(Records in a dataset)
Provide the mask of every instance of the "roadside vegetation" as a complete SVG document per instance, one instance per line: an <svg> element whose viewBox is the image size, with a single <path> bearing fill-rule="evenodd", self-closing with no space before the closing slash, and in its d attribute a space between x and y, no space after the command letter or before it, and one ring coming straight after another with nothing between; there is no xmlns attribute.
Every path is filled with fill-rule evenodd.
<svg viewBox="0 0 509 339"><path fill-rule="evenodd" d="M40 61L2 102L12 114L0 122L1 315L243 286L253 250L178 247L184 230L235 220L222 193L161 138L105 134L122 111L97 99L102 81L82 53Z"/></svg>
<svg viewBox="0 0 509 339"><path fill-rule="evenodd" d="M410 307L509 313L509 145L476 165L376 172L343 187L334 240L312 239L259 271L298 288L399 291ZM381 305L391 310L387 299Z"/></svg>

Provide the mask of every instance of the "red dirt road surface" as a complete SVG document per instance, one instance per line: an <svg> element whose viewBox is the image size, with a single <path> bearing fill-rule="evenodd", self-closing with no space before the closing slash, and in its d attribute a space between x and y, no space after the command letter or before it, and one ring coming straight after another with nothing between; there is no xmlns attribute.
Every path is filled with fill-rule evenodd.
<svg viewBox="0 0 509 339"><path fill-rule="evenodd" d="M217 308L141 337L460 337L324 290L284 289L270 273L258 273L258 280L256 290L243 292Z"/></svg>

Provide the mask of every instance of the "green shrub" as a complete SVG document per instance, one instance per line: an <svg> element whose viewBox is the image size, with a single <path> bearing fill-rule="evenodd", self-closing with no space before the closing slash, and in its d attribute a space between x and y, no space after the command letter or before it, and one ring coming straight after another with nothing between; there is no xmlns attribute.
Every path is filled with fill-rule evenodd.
==
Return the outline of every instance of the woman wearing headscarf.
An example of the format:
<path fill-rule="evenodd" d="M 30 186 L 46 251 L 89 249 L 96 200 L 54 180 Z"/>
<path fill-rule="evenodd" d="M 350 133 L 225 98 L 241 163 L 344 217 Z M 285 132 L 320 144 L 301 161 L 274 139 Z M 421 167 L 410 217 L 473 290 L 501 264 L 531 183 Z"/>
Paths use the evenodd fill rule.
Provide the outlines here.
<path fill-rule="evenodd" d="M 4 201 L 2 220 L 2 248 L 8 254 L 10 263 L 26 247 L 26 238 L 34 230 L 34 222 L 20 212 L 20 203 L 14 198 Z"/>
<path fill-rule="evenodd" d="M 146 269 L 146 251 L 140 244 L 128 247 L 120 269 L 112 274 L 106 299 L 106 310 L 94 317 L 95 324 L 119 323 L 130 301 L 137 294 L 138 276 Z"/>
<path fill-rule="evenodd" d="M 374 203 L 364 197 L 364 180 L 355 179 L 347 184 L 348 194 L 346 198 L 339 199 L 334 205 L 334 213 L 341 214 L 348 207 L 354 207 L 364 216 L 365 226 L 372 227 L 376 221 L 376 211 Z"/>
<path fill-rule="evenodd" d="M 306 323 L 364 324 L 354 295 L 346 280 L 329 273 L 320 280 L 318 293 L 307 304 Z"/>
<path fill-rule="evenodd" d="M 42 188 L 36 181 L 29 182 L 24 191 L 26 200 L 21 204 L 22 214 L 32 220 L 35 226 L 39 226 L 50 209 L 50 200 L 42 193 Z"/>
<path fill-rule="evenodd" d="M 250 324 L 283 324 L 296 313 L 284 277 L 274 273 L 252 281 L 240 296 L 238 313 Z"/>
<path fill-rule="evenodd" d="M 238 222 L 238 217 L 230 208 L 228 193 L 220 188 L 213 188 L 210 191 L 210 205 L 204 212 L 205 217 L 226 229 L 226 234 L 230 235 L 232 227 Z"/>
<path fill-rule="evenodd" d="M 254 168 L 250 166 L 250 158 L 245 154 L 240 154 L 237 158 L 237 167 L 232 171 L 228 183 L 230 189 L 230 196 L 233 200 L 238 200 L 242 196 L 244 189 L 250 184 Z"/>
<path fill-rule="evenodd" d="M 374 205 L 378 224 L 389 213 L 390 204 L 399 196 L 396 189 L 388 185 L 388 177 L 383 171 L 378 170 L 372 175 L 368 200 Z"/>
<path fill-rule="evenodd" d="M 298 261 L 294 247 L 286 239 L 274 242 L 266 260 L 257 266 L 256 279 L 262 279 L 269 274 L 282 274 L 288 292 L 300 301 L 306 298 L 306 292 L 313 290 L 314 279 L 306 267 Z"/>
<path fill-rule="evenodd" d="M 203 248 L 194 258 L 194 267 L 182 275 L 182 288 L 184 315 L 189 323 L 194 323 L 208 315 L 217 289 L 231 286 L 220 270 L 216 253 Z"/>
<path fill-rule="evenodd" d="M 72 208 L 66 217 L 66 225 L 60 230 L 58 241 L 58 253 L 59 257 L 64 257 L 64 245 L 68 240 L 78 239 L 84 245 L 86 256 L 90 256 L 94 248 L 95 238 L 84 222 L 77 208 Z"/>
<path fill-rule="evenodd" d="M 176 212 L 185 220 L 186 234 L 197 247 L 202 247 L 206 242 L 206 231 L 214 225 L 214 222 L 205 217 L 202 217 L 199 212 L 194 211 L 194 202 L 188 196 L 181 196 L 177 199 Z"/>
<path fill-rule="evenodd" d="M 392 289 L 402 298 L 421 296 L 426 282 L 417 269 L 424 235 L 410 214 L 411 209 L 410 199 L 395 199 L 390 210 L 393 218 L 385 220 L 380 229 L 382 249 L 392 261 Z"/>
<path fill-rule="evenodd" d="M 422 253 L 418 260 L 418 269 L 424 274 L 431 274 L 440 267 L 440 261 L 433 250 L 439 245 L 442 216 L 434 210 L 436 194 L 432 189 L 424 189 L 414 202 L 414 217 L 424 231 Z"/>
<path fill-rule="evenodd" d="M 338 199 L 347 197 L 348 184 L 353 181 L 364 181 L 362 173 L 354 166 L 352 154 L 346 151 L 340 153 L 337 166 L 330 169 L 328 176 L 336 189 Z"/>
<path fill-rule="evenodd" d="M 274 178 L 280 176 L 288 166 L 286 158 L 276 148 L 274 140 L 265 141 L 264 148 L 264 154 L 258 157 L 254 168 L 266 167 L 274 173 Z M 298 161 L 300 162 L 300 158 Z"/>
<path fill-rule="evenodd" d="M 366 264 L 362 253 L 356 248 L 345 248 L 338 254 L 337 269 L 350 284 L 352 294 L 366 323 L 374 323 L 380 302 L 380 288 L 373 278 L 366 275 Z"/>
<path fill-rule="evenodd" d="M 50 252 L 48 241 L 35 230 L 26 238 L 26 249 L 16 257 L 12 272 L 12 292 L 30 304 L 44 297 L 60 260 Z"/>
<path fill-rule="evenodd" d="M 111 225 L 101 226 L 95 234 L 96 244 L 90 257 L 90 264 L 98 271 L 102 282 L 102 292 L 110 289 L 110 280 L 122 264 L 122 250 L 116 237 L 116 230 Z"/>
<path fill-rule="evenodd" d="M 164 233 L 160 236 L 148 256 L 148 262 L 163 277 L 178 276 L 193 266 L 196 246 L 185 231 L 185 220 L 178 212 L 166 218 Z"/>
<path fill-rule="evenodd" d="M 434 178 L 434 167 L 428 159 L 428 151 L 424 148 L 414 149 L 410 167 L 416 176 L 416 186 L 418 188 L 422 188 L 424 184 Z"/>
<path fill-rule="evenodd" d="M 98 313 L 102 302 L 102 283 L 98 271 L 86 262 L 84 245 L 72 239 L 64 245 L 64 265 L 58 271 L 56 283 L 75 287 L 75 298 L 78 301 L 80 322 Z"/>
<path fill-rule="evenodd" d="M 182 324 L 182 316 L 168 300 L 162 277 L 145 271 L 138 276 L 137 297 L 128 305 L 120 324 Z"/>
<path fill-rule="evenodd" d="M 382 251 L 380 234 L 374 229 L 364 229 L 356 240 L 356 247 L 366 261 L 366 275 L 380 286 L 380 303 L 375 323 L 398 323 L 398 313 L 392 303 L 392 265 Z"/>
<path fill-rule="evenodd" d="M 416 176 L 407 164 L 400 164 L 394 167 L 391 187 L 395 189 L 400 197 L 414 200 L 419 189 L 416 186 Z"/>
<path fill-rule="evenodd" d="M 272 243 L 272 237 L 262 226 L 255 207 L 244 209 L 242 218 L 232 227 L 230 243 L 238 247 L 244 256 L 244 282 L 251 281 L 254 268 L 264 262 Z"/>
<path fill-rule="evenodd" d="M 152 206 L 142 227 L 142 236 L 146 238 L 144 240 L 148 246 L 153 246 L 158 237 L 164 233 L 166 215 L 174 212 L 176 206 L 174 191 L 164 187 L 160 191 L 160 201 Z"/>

- _WORK TO COMPLETE_:
Rewrite the rows from the line containing "Return the outline" through the line containing "30 186 L 46", putting "head covering" in place of "headscarf" and leaving everything else as it is. Return only those lines.

- _RESPONSE TO THIS EXERCISE_:
Return the outline of every instance of the woman wearing head covering.
An example of the format:
<path fill-rule="evenodd" d="M 30 186 L 46 251 L 89 249 L 96 200 L 54 180 Z"/>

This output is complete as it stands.